Assignment: Once you have read the records below, write them all out exactly as given.
Start of Block
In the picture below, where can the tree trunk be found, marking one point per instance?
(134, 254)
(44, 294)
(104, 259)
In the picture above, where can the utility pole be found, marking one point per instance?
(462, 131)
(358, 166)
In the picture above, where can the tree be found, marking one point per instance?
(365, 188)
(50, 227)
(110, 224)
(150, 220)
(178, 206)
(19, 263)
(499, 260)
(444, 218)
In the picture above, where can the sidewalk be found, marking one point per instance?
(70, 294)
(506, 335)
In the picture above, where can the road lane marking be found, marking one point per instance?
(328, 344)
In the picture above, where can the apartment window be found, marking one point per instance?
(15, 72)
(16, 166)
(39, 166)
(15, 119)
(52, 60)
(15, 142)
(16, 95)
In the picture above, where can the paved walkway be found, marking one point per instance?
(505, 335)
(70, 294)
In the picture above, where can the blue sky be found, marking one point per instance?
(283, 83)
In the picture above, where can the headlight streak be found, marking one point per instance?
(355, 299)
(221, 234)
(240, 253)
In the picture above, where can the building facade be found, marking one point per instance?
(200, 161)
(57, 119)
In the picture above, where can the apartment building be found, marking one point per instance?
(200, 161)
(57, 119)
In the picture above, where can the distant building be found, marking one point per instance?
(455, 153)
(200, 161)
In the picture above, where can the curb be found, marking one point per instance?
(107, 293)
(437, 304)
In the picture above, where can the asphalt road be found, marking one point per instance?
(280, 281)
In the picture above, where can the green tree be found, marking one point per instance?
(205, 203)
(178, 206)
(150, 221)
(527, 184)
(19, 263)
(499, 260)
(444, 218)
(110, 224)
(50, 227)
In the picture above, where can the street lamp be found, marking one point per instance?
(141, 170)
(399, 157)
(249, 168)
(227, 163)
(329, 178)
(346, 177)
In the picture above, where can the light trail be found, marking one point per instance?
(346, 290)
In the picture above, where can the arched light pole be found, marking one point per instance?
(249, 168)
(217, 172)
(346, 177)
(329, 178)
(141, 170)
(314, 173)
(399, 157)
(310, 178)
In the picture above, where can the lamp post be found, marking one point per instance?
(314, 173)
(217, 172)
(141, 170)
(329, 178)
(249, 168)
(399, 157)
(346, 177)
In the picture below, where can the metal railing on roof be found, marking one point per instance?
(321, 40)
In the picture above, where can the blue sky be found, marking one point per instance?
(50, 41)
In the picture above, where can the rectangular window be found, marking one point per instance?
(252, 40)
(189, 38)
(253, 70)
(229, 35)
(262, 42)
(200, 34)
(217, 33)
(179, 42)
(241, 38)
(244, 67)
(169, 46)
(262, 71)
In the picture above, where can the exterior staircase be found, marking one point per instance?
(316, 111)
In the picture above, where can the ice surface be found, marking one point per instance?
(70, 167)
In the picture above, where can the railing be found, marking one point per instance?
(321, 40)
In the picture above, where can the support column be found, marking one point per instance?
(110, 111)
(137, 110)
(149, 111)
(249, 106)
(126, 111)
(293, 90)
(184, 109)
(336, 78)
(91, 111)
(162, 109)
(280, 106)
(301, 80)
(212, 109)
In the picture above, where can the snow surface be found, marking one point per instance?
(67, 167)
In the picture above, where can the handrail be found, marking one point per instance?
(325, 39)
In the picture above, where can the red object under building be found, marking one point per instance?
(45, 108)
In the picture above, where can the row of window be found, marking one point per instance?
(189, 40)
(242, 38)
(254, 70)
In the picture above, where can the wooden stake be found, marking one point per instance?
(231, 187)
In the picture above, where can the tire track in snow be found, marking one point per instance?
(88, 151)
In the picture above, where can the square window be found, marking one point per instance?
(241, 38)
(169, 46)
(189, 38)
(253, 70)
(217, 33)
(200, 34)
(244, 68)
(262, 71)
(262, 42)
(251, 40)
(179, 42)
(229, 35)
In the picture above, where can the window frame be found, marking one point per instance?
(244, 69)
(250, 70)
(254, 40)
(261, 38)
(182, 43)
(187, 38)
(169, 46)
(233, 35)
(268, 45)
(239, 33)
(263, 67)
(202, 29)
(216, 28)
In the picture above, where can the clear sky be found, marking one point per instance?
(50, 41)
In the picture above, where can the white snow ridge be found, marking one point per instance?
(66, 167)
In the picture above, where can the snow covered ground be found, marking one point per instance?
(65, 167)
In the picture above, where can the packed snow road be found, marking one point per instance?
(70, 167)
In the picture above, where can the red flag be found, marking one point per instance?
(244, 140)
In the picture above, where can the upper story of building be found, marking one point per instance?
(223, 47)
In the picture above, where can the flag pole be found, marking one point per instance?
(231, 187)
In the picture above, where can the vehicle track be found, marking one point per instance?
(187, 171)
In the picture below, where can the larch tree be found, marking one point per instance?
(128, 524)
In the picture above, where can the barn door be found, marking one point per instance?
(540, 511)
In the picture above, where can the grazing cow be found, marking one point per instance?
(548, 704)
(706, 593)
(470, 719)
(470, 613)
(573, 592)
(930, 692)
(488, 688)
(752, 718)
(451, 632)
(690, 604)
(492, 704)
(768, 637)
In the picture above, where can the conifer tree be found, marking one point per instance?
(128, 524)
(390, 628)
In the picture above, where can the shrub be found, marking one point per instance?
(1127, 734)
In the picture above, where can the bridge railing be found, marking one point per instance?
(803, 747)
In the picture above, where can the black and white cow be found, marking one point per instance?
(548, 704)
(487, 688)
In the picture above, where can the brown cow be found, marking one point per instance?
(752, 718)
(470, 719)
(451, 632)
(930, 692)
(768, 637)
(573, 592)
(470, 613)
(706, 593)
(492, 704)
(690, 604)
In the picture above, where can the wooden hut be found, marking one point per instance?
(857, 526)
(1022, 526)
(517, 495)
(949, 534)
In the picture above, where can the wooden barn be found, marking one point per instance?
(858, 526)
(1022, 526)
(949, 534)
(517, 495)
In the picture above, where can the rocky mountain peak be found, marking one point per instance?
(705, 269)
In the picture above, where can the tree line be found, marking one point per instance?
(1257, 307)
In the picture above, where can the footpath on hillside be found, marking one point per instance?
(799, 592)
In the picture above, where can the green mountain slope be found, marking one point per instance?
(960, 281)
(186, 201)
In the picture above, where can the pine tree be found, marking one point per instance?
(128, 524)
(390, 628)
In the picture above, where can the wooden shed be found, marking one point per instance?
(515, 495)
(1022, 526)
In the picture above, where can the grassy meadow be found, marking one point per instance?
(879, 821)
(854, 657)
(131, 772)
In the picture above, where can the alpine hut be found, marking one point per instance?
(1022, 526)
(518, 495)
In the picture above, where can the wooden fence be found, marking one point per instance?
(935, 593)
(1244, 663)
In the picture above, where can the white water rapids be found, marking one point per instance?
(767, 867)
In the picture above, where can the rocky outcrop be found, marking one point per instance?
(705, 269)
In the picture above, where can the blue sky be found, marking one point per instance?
End of Block
Result for this exercise:
In the picture below, where can the tree trunk be found, marking one point per instance?
(134, 254)
(44, 294)
(104, 259)
In the picture above, where can the utility pole be found, marking one point per instance?
(462, 131)
(358, 166)
In the picture above, where can the tree be found, marking one point per instance?
(365, 188)
(50, 227)
(110, 224)
(150, 220)
(178, 206)
(19, 263)
(499, 260)
(444, 218)
In the picture above, where can the sidewalk be found, marking one point per instance?
(70, 294)
(506, 335)
In the picture above, where can the road lane marking be found, marking one point per instance?
(328, 344)
In the picture above, where can the apartment window be found, marking one point per instance?
(15, 72)
(16, 166)
(39, 166)
(15, 119)
(52, 60)
(15, 142)
(16, 95)
In the picture above, where can the paved walkway be found, marking one point per instance?
(505, 335)
(70, 294)
In the picture above, where can the blue sky be found, marking one point per instance?
(283, 83)
In the picture above, where can the headlight streak be found, marking one point per instance?
(355, 299)
(221, 234)
(240, 253)
In the picture above, where can the building facade be found, marking one point per instance?
(200, 161)
(57, 119)
In the picture above, where can the apartment building be found, marking one point per instance?
(200, 161)
(57, 119)
In the picture above, where can the distant building be found, marking one point per instance?
(455, 153)
(200, 161)
In the picture above, where can the curb be found, marking one point per instance?
(107, 293)
(437, 304)
In the picture above, where can the asphalt road be found, marking one point per instance?
(280, 281)
In the picture above, where can the green tree be found, marking one point per instance?
(205, 203)
(178, 206)
(150, 221)
(527, 184)
(19, 263)
(499, 260)
(444, 218)
(110, 224)
(50, 227)
In the picture above, where can the street lamp be found, marking one point per instance?
(141, 170)
(399, 157)
(249, 168)
(227, 163)
(329, 178)
(346, 177)
In the picture above, where can the light trail be found, marking one point per instance?
(346, 290)
In the picture above, where can the arched light pole be found, marking one point per instance?
(249, 168)
(217, 172)
(346, 177)
(329, 178)
(141, 170)
(314, 173)
(399, 157)
(310, 178)
In the picture above, where can the lamp post be found, marking one point per instance?
(314, 173)
(217, 172)
(141, 170)
(329, 178)
(249, 168)
(399, 157)
(346, 177)
In the picture below, where can the metal railing on roof be found, marking one point per instance?
(321, 40)
In the picture above, where can the blue sky be found, marking one point per instance?
(50, 41)
In the picture above, where can the rectangular window be found, marking one point per instance?
(252, 40)
(189, 38)
(253, 70)
(229, 35)
(262, 42)
(200, 34)
(217, 33)
(179, 42)
(241, 38)
(244, 67)
(169, 46)
(262, 71)
In the picture above, where can the exterior staircase be found, marking one point per instance?
(316, 111)
In the picture above, where can the ice surface be found, marking one point per instance?
(70, 167)
In the picture above, where can the railing be found, marking one point per instance?
(321, 40)
In the picture above, where can the support column be found, marking one point per instance?
(110, 111)
(137, 110)
(149, 111)
(249, 106)
(126, 111)
(293, 90)
(184, 109)
(336, 78)
(91, 111)
(162, 109)
(280, 106)
(301, 80)
(212, 109)
In the picture above, where can the snow surface be found, marking one point per instance?
(67, 167)
In the picture above, where can the handrail be found, marking one point per instance?
(325, 39)
In the picture above, where can the red object under building be found, marking one point per instance?
(45, 108)
In the picture above, where can the row of window be found, marking one point per instance?
(189, 40)
(242, 38)
(254, 70)
In the picture above, where can the wooden stake be found, marking one point per instance?
(231, 187)
In the picture above, where can the tire track in snow be found, marking one point per instance?
(88, 151)
In the picture above, where can the square window be found, marking one point per instance?
(241, 38)
(169, 46)
(189, 38)
(253, 70)
(217, 33)
(200, 34)
(244, 68)
(262, 71)
(262, 42)
(251, 40)
(179, 42)
(229, 35)
In the picture above, where can the window frame be found, marking one point per instance?
(244, 69)
(250, 70)
(254, 40)
(261, 38)
(182, 43)
(187, 38)
(169, 46)
(233, 35)
(268, 45)
(239, 33)
(263, 67)
(202, 29)
(216, 28)
In the picture above, where can the clear sky be found, marking one point per instance?
(50, 41)
In the picture above, where can the white snow ridge be found, marking one point per instance?
(66, 167)
In the picture above, where can the snow covered ground be found, marking one point per instance?
(65, 167)
In the picture above, where can the packed snow road be found, marking one point per instance?
(70, 167)
In the picture above, where can the red flag be found, marking one point per instance?
(244, 140)
In the picture above, where can the upper story of building be found, marking one point per instance?
(223, 47)
In the picture above, where can the flag pole be found, marking one point per instance?
(231, 187)
In the picture above, where can the vehicle track be found, marking one point per instance?
(187, 171)
In the picture below, where can the larch tree be found, marking one point per instance?
(128, 524)
In the picture above, where can the barn door be found, marking one point per instance?
(540, 511)
In the picture above, where can the grazing cow be found, marking one point per instance?
(548, 704)
(706, 593)
(470, 719)
(470, 613)
(573, 592)
(930, 692)
(488, 688)
(752, 718)
(451, 632)
(690, 604)
(492, 704)
(768, 637)
In the picture above, where can the conifer tree be found, marking one point per instance?
(128, 524)
(390, 628)
In the picture above, where can the shrub be found, marking one point per instance?
(1127, 734)
In the picture above, where can the bridge railing be found, marking one point per instance?
(803, 747)
In the picture above, where can the black and white cow be found, marking one point per instance?
(548, 704)
(487, 688)
In the picture above, where can the brown cow be found, marking one point per instance?
(752, 718)
(470, 719)
(451, 632)
(930, 692)
(768, 637)
(573, 592)
(470, 613)
(706, 593)
(492, 704)
(690, 604)
In the picture above, where can the wooden hut be found, marking one point per instance?
(857, 526)
(1022, 526)
(517, 495)
(949, 534)
In the picture above, where can the wooden barn be found, marking one point per instance?
(858, 526)
(1022, 526)
(949, 534)
(517, 495)
In the picture above, where can the rocky mountain peak be found, marking one point per instance?
(705, 269)
In the picture above, where can the tree line be found, marking one point per instance?
(1257, 307)
In the picture above, where can the footpath on hillside be found, marking one point per instance?
(799, 592)
In the picture above, where can the green mountain slope be found, marking one point per instance?
(960, 281)
(186, 201)
In the picture above, where can the pine tree be found, marking one point per instance?
(128, 524)
(390, 628)
In the picture above, where can the wooden shed be found, marking one point per instance?
(515, 495)
(1022, 526)
In the picture above, where can the grassy meadow be found, marking one point per instance?
(879, 821)
(854, 657)
(131, 772)
In the picture above, where can the alpine hut be found, marking one point per instance?
(1022, 526)
(518, 495)
In the picture above, where can the wooden fence be found, marking one point per instance?
(935, 593)
(1244, 663)
In the picture above, where can the white water rapids be found, marking one point per instance?
(767, 867)
In the picture above, where can the rocky outcrop be found, marking one point per instance?
(705, 269)
In the picture above, where can the blue sky be found, marking one point per instance?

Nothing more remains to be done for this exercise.